• Work request
Please return the listing exactly, line for line.

::: Source data

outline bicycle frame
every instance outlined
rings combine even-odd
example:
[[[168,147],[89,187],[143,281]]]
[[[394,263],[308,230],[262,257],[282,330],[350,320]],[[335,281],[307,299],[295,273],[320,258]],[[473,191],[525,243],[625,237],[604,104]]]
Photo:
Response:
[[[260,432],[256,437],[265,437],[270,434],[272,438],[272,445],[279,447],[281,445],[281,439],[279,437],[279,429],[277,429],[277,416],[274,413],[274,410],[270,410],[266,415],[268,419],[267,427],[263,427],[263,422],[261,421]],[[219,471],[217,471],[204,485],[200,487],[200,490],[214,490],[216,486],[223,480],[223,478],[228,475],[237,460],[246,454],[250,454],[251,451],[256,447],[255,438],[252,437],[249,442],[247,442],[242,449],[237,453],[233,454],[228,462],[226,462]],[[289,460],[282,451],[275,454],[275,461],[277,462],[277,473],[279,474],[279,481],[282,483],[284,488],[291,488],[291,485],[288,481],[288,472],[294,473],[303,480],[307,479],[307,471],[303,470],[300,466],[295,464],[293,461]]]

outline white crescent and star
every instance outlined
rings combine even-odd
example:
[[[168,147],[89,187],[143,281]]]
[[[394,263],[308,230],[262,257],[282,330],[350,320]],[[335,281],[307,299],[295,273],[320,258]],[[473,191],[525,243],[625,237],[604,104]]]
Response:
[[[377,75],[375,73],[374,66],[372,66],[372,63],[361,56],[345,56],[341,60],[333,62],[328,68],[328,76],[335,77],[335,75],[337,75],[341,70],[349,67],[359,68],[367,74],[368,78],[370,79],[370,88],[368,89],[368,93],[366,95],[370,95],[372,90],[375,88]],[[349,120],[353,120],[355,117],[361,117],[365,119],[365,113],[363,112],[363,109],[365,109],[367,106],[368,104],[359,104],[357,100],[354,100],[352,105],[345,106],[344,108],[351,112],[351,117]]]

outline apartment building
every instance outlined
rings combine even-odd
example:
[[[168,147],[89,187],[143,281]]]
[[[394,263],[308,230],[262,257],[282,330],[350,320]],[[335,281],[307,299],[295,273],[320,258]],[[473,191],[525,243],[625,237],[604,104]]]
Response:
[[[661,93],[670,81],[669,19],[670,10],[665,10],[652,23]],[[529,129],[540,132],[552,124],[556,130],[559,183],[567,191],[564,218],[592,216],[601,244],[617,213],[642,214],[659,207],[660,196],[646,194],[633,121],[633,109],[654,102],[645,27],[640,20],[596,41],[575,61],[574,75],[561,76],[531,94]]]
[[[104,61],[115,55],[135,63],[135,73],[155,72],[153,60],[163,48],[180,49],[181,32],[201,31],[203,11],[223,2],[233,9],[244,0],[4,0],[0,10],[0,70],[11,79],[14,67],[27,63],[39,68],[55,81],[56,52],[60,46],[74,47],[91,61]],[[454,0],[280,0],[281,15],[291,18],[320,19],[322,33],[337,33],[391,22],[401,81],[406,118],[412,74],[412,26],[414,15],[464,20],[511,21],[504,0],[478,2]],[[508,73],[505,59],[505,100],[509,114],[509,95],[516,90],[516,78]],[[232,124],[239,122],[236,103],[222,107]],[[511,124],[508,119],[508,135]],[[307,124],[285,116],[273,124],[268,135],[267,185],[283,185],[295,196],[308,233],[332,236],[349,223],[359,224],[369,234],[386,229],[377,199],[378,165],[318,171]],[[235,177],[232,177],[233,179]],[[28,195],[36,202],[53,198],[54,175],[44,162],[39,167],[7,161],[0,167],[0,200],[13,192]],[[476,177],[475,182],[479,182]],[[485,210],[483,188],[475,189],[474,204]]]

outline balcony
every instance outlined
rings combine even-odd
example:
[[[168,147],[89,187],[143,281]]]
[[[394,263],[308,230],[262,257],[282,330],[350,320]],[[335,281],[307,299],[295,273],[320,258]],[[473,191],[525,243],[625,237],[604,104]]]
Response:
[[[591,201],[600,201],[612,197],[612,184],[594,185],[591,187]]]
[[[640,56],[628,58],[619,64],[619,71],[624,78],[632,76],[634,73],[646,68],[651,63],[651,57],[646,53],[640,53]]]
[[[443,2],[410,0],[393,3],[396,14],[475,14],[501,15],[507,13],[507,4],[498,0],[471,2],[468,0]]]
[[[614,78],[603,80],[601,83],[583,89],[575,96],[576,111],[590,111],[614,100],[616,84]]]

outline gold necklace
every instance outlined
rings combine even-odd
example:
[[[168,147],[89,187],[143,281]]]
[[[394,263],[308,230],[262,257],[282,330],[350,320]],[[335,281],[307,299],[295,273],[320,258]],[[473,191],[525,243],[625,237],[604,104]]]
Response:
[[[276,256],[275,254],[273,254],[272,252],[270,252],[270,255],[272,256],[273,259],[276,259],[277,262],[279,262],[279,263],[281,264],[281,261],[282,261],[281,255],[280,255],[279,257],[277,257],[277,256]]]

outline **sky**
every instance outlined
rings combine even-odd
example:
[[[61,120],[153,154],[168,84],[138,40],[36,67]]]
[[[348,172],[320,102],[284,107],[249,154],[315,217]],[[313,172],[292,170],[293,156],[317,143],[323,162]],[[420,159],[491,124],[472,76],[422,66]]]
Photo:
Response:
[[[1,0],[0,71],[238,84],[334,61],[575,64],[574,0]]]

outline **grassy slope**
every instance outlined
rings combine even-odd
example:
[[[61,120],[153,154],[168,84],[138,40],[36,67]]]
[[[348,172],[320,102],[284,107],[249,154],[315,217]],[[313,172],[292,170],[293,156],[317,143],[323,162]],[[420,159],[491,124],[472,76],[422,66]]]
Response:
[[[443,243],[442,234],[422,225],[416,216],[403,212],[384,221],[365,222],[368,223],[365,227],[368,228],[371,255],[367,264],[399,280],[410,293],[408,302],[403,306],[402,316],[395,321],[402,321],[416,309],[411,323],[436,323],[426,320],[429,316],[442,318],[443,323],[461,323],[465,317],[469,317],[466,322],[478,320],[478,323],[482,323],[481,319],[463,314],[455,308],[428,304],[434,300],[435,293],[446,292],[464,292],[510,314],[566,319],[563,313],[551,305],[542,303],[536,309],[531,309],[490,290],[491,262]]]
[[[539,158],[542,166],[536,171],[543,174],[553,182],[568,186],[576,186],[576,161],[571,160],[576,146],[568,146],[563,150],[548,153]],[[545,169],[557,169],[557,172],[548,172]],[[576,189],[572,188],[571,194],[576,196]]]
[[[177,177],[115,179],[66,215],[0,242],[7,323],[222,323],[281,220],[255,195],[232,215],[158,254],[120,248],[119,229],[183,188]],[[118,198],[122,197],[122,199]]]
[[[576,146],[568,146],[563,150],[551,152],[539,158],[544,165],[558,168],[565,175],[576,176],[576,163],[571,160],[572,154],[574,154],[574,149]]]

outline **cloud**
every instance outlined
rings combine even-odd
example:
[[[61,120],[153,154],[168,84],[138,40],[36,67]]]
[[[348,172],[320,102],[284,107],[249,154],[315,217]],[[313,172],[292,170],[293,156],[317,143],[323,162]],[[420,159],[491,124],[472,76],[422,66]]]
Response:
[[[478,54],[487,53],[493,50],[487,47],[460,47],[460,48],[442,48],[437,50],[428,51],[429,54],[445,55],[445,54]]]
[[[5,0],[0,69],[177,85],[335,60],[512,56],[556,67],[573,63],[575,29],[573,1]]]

::::::

• Result for this exercise
outline bicycle frame
every instance outlined
rings combine even-odd
example:
[[[168,147],[89,187],[143,281]]]
[[[394,263],[308,230],[262,257],[282,330],[350,320]],[[335,281],[307,299],[295,273],[320,258]],[[473,191],[525,243],[625,237],[604,104]]]
Photo:
Response:
[[[260,432],[256,437],[265,437],[270,434],[272,438],[272,445],[279,447],[281,445],[281,439],[279,437],[279,429],[277,429],[277,416],[274,413],[274,410],[270,410],[266,415],[268,419],[267,427],[263,427],[263,422],[261,421]],[[219,471],[217,471],[204,485],[200,487],[200,490],[214,490],[216,486],[223,480],[223,478],[228,475],[237,460],[246,454],[250,454],[251,451],[256,447],[255,438],[252,437],[249,442],[247,442],[242,449],[237,453],[233,454],[228,462],[226,462]],[[289,460],[282,451],[275,454],[275,461],[277,462],[277,473],[279,474],[279,481],[282,483],[284,488],[291,488],[291,485],[288,481],[288,472],[294,473],[303,480],[307,479],[307,471],[303,470],[300,466],[295,464],[293,461]]]

outline white crescent and star
every instance outlined
rings combine even-odd
example:
[[[168,147],[89,187],[143,281]]]
[[[394,263],[308,230],[262,257],[282,330],[350,320]],[[335,281],[307,299],[295,273],[320,258]],[[473,191],[525,243],[625,237],[604,104]]]
Response:
[[[377,75],[375,73],[374,66],[372,66],[372,63],[361,56],[345,56],[341,60],[333,62],[328,68],[328,76],[335,77],[335,75],[337,75],[341,70],[349,67],[359,68],[367,74],[368,78],[370,79],[370,88],[368,89],[368,93],[366,95],[370,95],[372,90],[375,88]],[[349,120],[353,120],[355,117],[361,117],[365,119],[365,113],[363,112],[363,109],[365,109],[367,106],[368,104],[359,104],[357,100],[354,100],[352,105],[345,106],[344,108],[351,112],[351,117]]]

outline apartment building
every instance outlined
rings combine even-odd
example:
[[[168,147],[89,187],[143,281]]]
[[[394,263],[308,230],[262,257],[282,330],[350,320]],[[335,281],[307,299],[295,273],[320,258]],[[473,191],[525,243],[625,237],[604,104]]]
Response:
[[[661,93],[670,81],[669,19],[670,10],[665,10],[652,23]],[[529,129],[540,132],[552,124],[556,130],[559,183],[567,191],[564,218],[592,216],[601,244],[617,213],[642,214],[659,207],[660,196],[646,194],[633,121],[633,109],[654,102],[645,27],[640,20],[596,41],[575,61],[574,75],[561,76],[531,94]]]
[[[104,61],[115,55],[135,63],[135,73],[155,72],[153,60],[163,48],[180,49],[181,32],[201,31],[203,11],[223,2],[233,9],[244,0],[4,0],[0,10],[0,70],[11,79],[14,67],[27,63],[39,68],[55,81],[56,52],[60,46],[74,47],[91,61]],[[454,0],[280,0],[281,15],[291,18],[320,19],[322,33],[337,33],[391,22],[401,81],[406,118],[412,74],[412,26],[414,15],[464,20],[511,21],[504,0],[478,2]],[[508,73],[505,59],[505,100],[509,114],[509,95],[516,90],[516,78]],[[232,124],[239,122],[236,103],[222,107]],[[511,124],[508,119],[508,135]],[[307,124],[285,116],[273,124],[268,135],[267,185],[283,185],[295,196],[308,233],[332,236],[349,223],[359,224],[369,234],[386,229],[377,199],[378,165],[318,171]],[[235,177],[232,177],[233,179]],[[28,195],[36,202],[53,198],[54,175],[44,162],[39,167],[7,161],[0,167],[0,200],[13,192]],[[476,177],[475,182],[479,182]],[[485,210],[483,188],[475,189],[474,204]]]

outline balcony
every instance outlined
rings combine even-odd
example:
[[[168,147],[89,187],[143,281]]]
[[[394,263],[308,230],[262,257],[282,330],[350,320]],[[335,281],[307,299],[295,273],[320,258]],[[473,191],[525,243],[625,237],[604,104]]]
Response:
[[[591,201],[600,201],[612,197],[612,184],[594,185],[591,187]]]
[[[640,56],[628,58],[619,64],[619,71],[624,78],[632,76],[634,73],[646,68],[651,63],[651,57],[646,53],[640,53]]]
[[[443,2],[410,0],[393,3],[396,14],[475,14],[501,15],[507,13],[507,4],[498,0],[471,2],[468,0]]]
[[[614,78],[603,80],[601,83],[583,89],[575,96],[576,111],[590,111],[614,100],[616,84]]]

outline gold necklace
every instance outlined
rings combine even-odd
example:
[[[168,147],[89,187],[143,281]]]
[[[394,263],[308,230],[262,257],[282,330],[350,320]],[[335,281],[307,299],[295,273],[320,258]],[[473,191],[525,243],[625,237],[604,104]]]
Response:
[[[276,256],[275,254],[273,254],[272,252],[270,252],[270,255],[272,256],[273,259],[276,259],[277,262],[279,262],[279,263],[281,264],[281,261],[282,261],[281,255],[280,255],[279,257],[277,257],[277,256]]]

outline **sky**
every instance outlined
rings combine even-odd
example:
[[[61,120],[153,154],[168,84],[138,40],[36,67]]]
[[[348,172],[320,102],[284,107],[249,154],[315,217]],[[313,172],[292,170],[293,156],[317,143],[323,162]],[[420,159],[491,124],[472,76],[422,66]]]
Photo:
Response:
[[[1,0],[0,71],[238,84],[334,61],[575,64],[574,0]]]

outline **grassy slope**
every instance outlined
rings combine even-odd
example:
[[[61,120],[153,154],[168,84],[138,40],[36,67]]]
[[[348,172],[320,102],[284,107],[249,154],[315,217]],[[313,172],[292,170],[293,156],[317,143],[323,162]],[[420,159],[491,124],[472,76],[422,66]]]
Response:
[[[443,243],[442,234],[422,225],[416,216],[403,212],[384,221],[365,222],[368,223],[365,227],[368,228],[371,255],[367,264],[399,280],[410,293],[408,302],[403,306],[402,316],[395,321],[402,321],[416,309],[411,323],[436,323],[426,320],[429,316],[442,318],[443,323],[461,323],[465,317],[469,317],[466,322],[478,320],[478,323],[482,323],[481,319],[463,314],[455,308],[428,304],[434,300],[435,293],[446,292],[464,292],[510,314],[566,319],[563,313],[551,305],[542,303],[536,309],[531,309],[490,290],[491,262]]]
[[[539,158],[542,166],[536,171],[543,174],[553,182],[568,186],[576,186],[576,161],[571,160],[576,146],[568,146],[563,150],[548,153]],[[545,169],[557,169],[557,172],[548,172]],[[576,189],[572,188],[571,194],[576,196]]]
[[[177,177],[115,179],[66,215],[0,242],[7,323],[222,323],[281,220],[255,195],[232,215],[158,254],[120,248],[119,229],[183,188]],[[118,198],[122,197],[122,199]]]
[[[576,146],[568,146],[563,150],[551,152],[539,158],[544,165],[558,168],[565,175],[576,176],[576,163],[571,160],[572,154],[574,154],[574,149]]]

outline **cloud**
every instance outlined
rings combine even-odd
example:
[[[61,120],[153,154],[168,84],[138,40],[36,67]]]
[[[348,172],[320,102],[284,107],[249,154],[315,217]],[[313,172],[292,170],[293,156],[317,143],[323,162]],[[420,159],[491,124],[472,76],[422,66]]]
Response:
[[[478,54],[487,53],[493,50],[487,47],[460,47],[460,48],[442,48],[437,50],[428,51],[429,54],[445,55],[445,54]]]
[[[5,0],[0,69],[177,85],[335,60],[512,56],[556,67],[573,63],[575,29],[573,1]]]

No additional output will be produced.